• _RECORDS TO PROCESS_:
:::::
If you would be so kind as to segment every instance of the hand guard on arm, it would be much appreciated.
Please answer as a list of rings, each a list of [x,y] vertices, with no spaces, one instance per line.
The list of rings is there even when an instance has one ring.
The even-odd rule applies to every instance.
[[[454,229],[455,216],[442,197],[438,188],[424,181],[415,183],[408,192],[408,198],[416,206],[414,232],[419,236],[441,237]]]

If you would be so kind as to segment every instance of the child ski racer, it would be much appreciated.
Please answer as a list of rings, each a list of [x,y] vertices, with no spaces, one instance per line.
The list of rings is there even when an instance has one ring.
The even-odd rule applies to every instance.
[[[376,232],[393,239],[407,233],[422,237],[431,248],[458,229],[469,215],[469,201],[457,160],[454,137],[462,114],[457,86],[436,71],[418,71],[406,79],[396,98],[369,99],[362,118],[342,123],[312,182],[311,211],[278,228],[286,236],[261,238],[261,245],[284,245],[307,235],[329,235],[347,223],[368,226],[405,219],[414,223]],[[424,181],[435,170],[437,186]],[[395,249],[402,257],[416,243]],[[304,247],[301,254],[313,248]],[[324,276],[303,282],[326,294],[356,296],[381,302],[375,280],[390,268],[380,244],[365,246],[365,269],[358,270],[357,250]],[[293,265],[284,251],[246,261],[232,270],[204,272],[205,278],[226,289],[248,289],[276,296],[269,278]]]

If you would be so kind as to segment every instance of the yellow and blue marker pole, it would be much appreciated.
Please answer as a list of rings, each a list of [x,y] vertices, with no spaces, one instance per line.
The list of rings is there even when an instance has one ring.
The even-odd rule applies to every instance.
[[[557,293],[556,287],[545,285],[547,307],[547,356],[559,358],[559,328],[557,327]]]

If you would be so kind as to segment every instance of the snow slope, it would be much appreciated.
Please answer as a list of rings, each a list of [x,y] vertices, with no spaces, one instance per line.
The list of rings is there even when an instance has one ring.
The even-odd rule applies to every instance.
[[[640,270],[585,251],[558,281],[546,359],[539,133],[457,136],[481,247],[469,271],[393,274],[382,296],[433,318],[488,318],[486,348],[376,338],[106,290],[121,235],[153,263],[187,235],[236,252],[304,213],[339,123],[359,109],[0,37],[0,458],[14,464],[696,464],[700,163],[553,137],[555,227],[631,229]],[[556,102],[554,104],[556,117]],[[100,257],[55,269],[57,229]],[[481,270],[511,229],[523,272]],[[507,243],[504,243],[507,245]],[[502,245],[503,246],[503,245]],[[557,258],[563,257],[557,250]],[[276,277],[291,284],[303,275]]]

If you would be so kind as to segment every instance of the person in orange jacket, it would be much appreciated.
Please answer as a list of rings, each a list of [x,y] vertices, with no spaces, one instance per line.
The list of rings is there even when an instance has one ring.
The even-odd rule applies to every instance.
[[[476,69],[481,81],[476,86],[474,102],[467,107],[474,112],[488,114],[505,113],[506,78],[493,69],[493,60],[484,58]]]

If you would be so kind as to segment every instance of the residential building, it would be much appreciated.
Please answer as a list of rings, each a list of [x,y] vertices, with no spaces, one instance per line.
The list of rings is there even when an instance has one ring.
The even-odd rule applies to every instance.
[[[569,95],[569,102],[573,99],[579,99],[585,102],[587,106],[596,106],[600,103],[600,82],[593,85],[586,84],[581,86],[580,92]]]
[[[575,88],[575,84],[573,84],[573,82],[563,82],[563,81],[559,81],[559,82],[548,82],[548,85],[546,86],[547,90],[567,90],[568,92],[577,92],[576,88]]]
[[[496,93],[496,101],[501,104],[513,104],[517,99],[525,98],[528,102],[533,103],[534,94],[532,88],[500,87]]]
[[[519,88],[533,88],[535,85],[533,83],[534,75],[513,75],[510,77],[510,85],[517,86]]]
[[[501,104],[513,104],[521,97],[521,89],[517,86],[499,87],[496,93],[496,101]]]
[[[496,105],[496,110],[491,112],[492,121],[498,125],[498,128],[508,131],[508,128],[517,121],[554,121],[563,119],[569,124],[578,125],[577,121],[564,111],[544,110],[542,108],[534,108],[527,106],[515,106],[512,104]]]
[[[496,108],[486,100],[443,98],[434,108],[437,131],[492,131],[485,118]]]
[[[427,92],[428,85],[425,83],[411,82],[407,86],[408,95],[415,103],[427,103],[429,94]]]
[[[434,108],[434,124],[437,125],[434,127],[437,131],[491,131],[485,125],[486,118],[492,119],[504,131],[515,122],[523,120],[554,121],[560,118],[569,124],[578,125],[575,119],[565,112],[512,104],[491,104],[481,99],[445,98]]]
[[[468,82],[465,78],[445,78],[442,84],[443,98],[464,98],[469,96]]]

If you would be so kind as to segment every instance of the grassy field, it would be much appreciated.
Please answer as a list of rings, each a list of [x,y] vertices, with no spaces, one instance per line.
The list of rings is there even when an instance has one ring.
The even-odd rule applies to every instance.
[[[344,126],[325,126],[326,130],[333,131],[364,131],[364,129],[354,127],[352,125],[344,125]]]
:::::
• _PROBLEM REQUIREMENTS_:
A word-for-word copy of the entries, from the first line through the line containing "racer, it would be much appreciated.", is the whole answer.

• _FINISHED EXERCISE_:
If you would be so kind as to segment every instance of the hand guard on arm, it would be much appreciated.
Please answer as a list of rings, each a list of [x,y] vertices, with no spaces, one instance per line.
The list of rings is there even when an instance has one ring.
The even-odd rule applies to every instance.
[[[454,229],[455,216],[442,197],[438,188],[424,181],[415,183],[408,192],[408,198],[416,206],[414,232],[419,236],[441,237]]]

If you would be so kind as to segment every instance of the child ski racer, it would be much appreciated.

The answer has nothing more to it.